● **Work to do**: Repeat every line below exactly, word for word.

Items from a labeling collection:
********************

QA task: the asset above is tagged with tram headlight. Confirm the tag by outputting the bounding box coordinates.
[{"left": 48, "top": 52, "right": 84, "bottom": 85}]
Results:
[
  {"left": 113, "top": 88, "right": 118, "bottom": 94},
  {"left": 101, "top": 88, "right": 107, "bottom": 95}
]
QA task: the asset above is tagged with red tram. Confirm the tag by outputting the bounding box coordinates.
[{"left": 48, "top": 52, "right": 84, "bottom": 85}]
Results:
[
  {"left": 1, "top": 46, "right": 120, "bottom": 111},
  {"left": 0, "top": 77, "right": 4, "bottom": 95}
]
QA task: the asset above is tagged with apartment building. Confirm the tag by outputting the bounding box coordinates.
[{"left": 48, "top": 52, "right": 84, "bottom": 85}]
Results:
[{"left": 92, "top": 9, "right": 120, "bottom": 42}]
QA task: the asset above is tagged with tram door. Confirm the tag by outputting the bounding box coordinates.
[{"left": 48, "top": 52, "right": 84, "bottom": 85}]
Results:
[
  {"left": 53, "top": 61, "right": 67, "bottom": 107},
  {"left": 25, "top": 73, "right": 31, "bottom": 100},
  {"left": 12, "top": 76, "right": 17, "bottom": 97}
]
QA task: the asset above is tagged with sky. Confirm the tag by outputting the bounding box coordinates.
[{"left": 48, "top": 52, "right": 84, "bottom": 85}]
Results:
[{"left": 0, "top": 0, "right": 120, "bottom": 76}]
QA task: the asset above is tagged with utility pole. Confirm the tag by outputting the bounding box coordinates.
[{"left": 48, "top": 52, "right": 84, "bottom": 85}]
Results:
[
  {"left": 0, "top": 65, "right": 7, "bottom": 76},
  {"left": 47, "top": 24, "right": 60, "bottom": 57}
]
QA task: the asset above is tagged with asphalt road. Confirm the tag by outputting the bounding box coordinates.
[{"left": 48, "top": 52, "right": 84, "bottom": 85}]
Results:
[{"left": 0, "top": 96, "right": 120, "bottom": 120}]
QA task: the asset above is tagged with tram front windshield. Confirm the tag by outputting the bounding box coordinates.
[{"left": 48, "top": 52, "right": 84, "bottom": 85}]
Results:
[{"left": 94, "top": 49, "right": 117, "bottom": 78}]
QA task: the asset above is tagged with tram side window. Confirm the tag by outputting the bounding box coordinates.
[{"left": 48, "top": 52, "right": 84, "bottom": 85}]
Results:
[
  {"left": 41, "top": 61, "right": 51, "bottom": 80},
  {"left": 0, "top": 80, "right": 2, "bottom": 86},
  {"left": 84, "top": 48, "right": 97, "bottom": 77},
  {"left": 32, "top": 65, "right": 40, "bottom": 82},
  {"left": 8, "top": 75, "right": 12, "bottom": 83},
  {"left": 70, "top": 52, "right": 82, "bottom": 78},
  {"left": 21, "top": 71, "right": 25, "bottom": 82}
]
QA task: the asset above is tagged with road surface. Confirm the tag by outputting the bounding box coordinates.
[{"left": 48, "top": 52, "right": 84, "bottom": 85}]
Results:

********************

● **Written answer**:
QA task: the asset above is tagged with tram headlight. Confirm the tag by outputting the bounding box coordinates.
[{"left": 48, "top": 52, "right": 84, "bottom": 85}]
Results:
[
  {"left": 113, "top": 88, "right": 118, "bottom": 94},
  {"left": 101, "top": 88, "right": 107, "bottom": 95}
]
QA task: the asset above is tagged with red tram. Confirm the tag by outputting the bounding box coordinates.
[{"left": 48, "top": 52, "right": 84, "bottom": 85}]
Results:
[
  {"left": 1, "top": 46, "right": 120, "bottom": 111},
  {"left": 0, "top": 77, "right": 4, "bottom": 95}
]
QA task: the asset above is tagged with apartment building. Confirm the tag by outputting the bounding box coordinates.
[{"left": 48, "top": 52, "right": 84, "bottom": 85}]
Results:
[{"left": 92, "top": 9, "right": 120, "bottom": 42}]
QA task: the asset above is tagged with tram door. Confirm the tag by outputting the bounding box coordinates.
[{"left": 48, "top": 52, "right": 84, "bottom": 85}]
Results:
[
  {"left": 53, "top": 61, "right": 67, "bottom": 107},
  {"left": 25, "top": 73, "right": 31, "bottom": 100},
  {"left": 12, "top": 76, "right": 17, "bottom": 97}
]
QA task: the asset above is tagged with sky. Confirm the tag by outputting the bounding box coordinates.
[{"left": 48, "top": 52, "right": 84, "bottom": 85}]
Results:
[{"left": 0, "top": 0, "right": 120, "bottom": 76}]
QA task: the asset above is tagged with utility pole. Confirm the tag by outputting the bounding box coordinates.
[{"left": 48, "top": 52, "right": 84, "bottom": 85}]
Results:
[
  {"left": 0, "top": 65, "right": 7, "bottom": 76},
  {"left": 47, "top": 24, "right": 60, "bottom": 57}
]
QA task: the asset above is tagged with asphalt road. Confirm the tag by outputting the bounding box coordinates.
[{"left": 48, "top": 52, "right": 84, "bottom": 85}]
Results:
[{"left": 0, "top": 96, "right": 120, "bottom": 120}]
QA task: the asset above is tagged with tram front windshield. Confirm the tag by outputting the bounding box coordinates.
[{"left": 48, "top": 52, "right": 84, "bottom": 85}]
Results:
[{"left": 94, "top": 49, "right": 117, "bottom": 78}]
QA task: the asset above is tagged with tram side window. Confirm the tag by outputting the bounding box coordinates.
[{"left": 48, "top": 52, "right": 84, "bottom": 85}]
Results:
[
  {"left": 41, "top": 61, "right": 51, "bottom": 80},
  {"left": 0, "top": 80, "right": 2, "bottom": 86},
  {"left": 84, "top": 48, "right": 97, "bottom": 77},
  {"left": 32, "top": 65, "right": 40, "bottom": 82},
  {"left": 8, "top": 75, "right": 12, "bottom": 83},
  {"left": 70, "top": 52, "right": 82, "bottom": 78},
  {"left": 21, "top": 71, "right": 25, "bottom": 82}
]
QA task: the asset above is tagged with road surface. Confirm the tag by outputting the bounding box coordinates.
[{"left": 48, "top": 52, "right": 84, "bottom": 85}]
Results:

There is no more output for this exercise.